# Supplied material

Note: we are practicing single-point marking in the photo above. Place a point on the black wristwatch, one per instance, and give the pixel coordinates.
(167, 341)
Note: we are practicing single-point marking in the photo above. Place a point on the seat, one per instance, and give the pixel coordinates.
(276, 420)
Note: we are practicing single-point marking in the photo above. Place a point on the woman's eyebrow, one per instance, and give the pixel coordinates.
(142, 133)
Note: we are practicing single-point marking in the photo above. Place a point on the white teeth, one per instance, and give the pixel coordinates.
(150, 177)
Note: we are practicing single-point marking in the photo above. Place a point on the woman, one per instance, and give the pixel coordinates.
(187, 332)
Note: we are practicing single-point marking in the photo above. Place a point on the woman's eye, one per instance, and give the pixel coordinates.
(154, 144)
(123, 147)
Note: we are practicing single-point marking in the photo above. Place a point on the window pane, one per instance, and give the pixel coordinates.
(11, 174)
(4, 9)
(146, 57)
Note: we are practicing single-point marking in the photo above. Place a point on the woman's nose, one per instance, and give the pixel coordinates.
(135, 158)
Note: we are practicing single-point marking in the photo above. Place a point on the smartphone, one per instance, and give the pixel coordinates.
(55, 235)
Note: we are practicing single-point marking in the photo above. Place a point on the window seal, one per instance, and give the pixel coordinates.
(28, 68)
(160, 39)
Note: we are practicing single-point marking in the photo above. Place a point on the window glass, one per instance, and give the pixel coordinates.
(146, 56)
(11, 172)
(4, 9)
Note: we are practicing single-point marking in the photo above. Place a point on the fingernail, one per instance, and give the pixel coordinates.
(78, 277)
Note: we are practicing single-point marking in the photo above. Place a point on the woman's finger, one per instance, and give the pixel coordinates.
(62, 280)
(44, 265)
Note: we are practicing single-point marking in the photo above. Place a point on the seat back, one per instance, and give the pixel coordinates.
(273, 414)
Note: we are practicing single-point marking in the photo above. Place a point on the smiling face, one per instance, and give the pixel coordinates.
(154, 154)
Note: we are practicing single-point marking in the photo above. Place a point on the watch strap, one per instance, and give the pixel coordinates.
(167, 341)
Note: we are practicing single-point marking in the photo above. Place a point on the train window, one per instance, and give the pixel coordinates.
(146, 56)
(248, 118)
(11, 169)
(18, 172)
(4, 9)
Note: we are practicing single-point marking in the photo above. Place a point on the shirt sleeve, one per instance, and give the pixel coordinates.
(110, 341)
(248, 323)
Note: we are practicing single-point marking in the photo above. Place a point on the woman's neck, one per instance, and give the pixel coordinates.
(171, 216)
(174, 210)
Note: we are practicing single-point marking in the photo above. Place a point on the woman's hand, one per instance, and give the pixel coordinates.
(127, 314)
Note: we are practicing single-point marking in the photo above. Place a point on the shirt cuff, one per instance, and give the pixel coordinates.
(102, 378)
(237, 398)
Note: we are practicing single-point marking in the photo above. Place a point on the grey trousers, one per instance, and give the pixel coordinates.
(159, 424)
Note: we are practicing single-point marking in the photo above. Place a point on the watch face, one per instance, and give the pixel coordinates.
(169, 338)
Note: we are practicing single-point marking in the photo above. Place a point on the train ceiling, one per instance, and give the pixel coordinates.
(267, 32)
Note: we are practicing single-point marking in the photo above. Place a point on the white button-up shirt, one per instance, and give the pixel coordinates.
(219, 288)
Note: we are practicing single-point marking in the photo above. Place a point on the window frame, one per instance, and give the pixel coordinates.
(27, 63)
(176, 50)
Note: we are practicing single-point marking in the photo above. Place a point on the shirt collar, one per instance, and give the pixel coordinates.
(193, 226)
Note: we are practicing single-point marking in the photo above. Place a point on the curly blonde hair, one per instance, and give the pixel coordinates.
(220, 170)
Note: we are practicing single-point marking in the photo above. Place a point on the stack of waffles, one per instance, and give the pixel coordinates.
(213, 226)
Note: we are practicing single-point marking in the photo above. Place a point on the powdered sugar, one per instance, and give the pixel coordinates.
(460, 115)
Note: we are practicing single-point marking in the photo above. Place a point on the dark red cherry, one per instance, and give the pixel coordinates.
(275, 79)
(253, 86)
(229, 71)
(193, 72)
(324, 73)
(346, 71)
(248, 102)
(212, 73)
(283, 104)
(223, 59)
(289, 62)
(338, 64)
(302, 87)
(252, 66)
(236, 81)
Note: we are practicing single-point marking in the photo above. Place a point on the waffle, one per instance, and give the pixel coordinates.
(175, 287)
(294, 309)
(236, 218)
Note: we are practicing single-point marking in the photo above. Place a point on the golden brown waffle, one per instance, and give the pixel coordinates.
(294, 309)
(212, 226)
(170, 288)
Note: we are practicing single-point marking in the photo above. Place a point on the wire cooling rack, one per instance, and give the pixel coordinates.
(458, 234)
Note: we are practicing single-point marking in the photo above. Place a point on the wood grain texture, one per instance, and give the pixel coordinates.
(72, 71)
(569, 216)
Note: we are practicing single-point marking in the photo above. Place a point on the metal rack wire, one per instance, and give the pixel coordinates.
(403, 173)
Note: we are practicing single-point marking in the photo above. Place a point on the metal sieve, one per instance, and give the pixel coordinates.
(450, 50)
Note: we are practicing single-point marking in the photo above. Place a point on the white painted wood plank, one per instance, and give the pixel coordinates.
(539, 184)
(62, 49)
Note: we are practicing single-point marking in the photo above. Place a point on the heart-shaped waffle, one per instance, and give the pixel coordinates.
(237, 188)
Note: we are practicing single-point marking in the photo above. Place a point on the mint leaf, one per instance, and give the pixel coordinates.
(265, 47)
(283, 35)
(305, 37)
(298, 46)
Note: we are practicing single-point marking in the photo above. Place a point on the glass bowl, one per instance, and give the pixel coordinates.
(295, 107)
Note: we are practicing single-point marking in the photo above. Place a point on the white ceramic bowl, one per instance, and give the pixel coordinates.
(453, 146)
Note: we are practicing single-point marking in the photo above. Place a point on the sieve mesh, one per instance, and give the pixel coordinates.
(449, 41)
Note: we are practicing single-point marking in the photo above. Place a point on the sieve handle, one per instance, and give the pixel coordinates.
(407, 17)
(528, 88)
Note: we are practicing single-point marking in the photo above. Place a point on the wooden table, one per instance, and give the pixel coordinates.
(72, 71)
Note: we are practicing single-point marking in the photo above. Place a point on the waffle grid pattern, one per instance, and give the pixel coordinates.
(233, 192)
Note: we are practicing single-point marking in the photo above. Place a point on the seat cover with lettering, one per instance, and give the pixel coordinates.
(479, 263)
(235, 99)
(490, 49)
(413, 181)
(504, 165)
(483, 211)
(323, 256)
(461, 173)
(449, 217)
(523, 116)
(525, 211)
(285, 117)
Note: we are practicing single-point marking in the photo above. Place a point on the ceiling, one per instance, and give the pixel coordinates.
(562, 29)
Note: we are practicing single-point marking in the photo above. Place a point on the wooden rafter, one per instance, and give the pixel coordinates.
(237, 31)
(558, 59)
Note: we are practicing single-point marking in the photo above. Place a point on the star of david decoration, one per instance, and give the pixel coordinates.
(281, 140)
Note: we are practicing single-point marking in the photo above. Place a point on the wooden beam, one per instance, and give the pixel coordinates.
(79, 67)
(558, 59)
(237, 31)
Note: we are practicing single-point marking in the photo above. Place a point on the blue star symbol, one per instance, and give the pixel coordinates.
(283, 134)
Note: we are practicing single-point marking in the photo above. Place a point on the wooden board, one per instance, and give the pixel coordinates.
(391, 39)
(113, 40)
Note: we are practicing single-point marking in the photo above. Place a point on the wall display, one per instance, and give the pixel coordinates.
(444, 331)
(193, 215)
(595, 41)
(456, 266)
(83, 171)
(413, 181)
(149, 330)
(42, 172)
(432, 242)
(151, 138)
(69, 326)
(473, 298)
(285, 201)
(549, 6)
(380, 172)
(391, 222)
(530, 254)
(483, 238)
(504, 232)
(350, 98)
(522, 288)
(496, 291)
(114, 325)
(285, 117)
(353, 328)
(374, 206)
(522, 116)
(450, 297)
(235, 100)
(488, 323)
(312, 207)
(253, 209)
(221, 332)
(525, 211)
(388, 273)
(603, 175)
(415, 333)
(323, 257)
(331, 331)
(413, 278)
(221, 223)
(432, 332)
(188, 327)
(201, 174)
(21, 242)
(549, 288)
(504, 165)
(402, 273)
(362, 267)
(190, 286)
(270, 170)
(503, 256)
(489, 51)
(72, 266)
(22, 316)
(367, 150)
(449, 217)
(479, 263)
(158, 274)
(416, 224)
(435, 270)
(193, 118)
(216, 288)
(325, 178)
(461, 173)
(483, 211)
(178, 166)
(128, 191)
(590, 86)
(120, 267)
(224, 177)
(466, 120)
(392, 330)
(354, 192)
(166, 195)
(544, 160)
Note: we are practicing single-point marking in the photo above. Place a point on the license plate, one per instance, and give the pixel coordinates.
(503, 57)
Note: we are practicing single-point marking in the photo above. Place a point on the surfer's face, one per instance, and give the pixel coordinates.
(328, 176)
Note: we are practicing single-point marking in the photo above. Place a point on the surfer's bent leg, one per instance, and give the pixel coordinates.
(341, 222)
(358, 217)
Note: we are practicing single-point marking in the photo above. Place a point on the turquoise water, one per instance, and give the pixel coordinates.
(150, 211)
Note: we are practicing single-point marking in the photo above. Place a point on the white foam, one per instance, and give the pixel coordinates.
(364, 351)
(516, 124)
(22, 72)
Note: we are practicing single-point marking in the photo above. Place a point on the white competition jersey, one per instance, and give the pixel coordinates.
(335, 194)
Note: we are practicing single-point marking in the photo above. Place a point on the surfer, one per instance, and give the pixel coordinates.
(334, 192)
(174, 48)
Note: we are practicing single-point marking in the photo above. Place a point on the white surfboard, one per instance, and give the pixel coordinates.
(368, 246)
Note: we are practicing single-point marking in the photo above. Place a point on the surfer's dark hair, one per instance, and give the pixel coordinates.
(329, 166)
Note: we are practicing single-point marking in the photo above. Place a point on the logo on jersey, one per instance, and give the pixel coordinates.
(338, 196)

# What is needed
Using the entries above, restate word for word every line from the one that contains "the surfer, one" through the last.

# Final answer
Note: we are practicing single-point marking in the photo above. Place a point on the surfer, one per instance, and give the pixel coordinates.
(334, 192)
(174, 48)
Note: we are practicing single-point marking in the photo above. Place a point on the white surfboard, one per instance, and give the pixel coordinates.
(368, 246)
Note: we are practicing single-point marking in the photo above. Place a point on the surfer's dark hair, one per instance, and give the pixel coordinates.
(329, 166)
Note: we are practicing single-point marking in the photo above. Place a point on the logo on jersey, one per instance, and give the pixel coordinates.
(338, 196)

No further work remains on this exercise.